> _DATASET RECORDS_
+ + + +

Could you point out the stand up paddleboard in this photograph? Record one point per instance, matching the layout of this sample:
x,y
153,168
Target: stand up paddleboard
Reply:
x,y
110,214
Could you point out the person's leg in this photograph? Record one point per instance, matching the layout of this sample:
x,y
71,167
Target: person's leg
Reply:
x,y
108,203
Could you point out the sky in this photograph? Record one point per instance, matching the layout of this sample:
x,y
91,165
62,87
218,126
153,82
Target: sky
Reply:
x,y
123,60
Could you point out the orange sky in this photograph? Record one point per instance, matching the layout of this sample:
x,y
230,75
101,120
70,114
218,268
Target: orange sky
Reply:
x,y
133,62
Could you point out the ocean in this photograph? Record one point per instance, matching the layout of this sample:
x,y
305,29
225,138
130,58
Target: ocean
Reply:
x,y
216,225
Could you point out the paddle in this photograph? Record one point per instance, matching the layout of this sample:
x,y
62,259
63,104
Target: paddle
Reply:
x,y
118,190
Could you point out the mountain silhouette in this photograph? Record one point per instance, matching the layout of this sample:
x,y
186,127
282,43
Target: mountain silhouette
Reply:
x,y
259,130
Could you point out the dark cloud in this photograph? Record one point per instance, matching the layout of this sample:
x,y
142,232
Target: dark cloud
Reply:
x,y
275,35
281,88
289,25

+ + + +

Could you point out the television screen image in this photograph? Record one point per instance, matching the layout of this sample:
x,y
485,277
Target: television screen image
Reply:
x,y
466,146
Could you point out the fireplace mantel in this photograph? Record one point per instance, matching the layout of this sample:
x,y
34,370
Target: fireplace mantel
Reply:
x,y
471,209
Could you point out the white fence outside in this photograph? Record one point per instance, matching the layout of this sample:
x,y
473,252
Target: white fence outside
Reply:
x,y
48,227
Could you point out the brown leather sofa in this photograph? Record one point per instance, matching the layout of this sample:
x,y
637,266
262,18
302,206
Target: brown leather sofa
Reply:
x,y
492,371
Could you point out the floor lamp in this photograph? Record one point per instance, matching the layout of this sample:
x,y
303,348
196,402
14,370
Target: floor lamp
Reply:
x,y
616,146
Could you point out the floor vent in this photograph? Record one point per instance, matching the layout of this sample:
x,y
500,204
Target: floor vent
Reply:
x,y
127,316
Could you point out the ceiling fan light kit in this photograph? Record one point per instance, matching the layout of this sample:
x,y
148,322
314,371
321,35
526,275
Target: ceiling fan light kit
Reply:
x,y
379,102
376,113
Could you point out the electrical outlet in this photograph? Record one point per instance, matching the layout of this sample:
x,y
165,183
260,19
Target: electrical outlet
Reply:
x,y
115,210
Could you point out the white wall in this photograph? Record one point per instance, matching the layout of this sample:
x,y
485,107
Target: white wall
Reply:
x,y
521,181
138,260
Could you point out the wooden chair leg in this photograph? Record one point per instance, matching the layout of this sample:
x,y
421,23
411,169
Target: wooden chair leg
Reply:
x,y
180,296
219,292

+ + + +

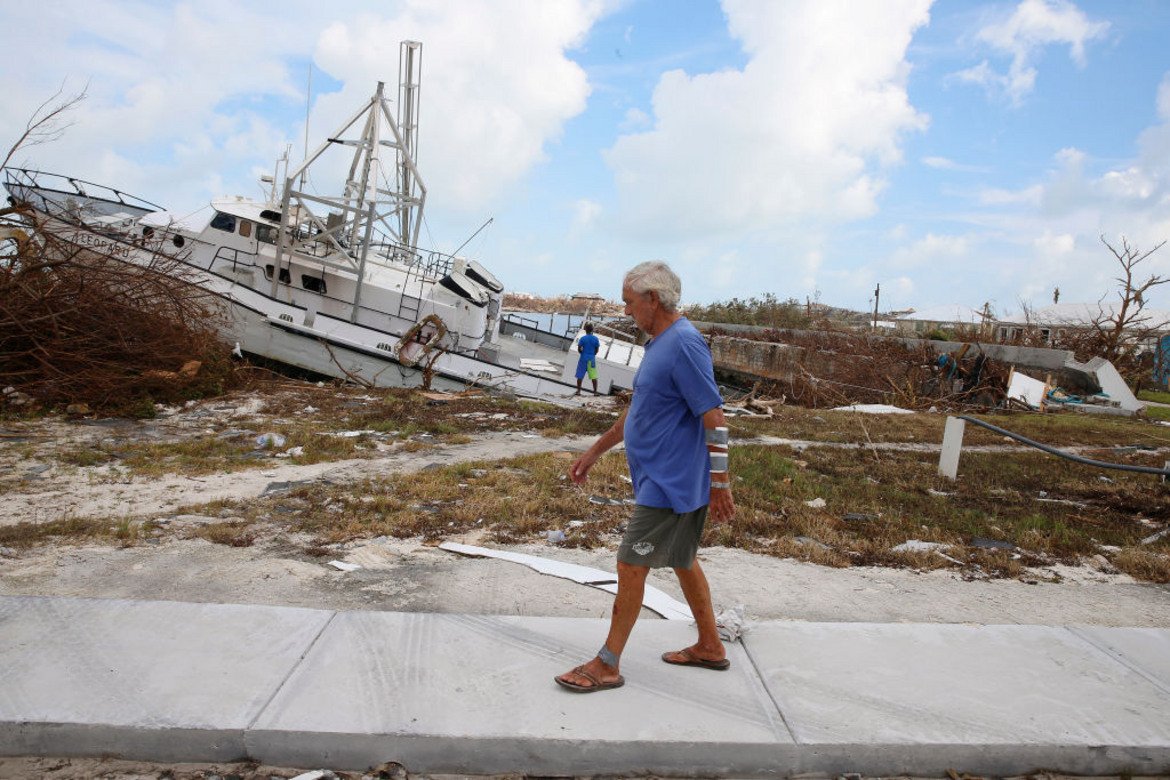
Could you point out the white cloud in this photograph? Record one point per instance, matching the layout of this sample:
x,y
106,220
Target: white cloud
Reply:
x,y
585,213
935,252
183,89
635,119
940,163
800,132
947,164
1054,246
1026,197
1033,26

+ + + +

> _STATED GOAL_
Collect every line of the data above that contains the string "image", and copy each one unchanged.

> _EXERCISE RESULT_
Could you point out the television screen image in this photograph? Record one point per instance, matching the layout of this sample:
Target: television screen image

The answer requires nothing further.